Write out the lines of all the entries below again, swapping "instance" for "occurrence" and keeping everything else the same. Leave the images out of your answer.

Records contained in a dataset
+ + +

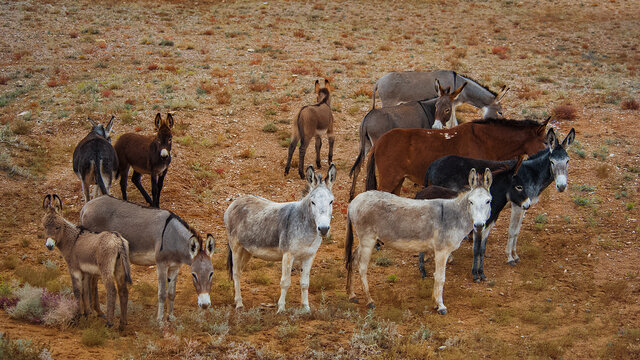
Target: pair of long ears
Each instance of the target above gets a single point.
(52, 202)
(314, 179)
(158, 122)
(474, 179)
(195, 247)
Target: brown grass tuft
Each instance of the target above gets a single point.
(564, 112)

+ + +

**TASK OUTPUT:**
Target: pair of long ears
Each occurrence of the target above gets a single point.
(52, 202)
(314, 179)
(158, 122)
(474, 179)
(195, 247)
Target: brown grass tuft
Each occurrence of the target above gets a single point.
(564, 112)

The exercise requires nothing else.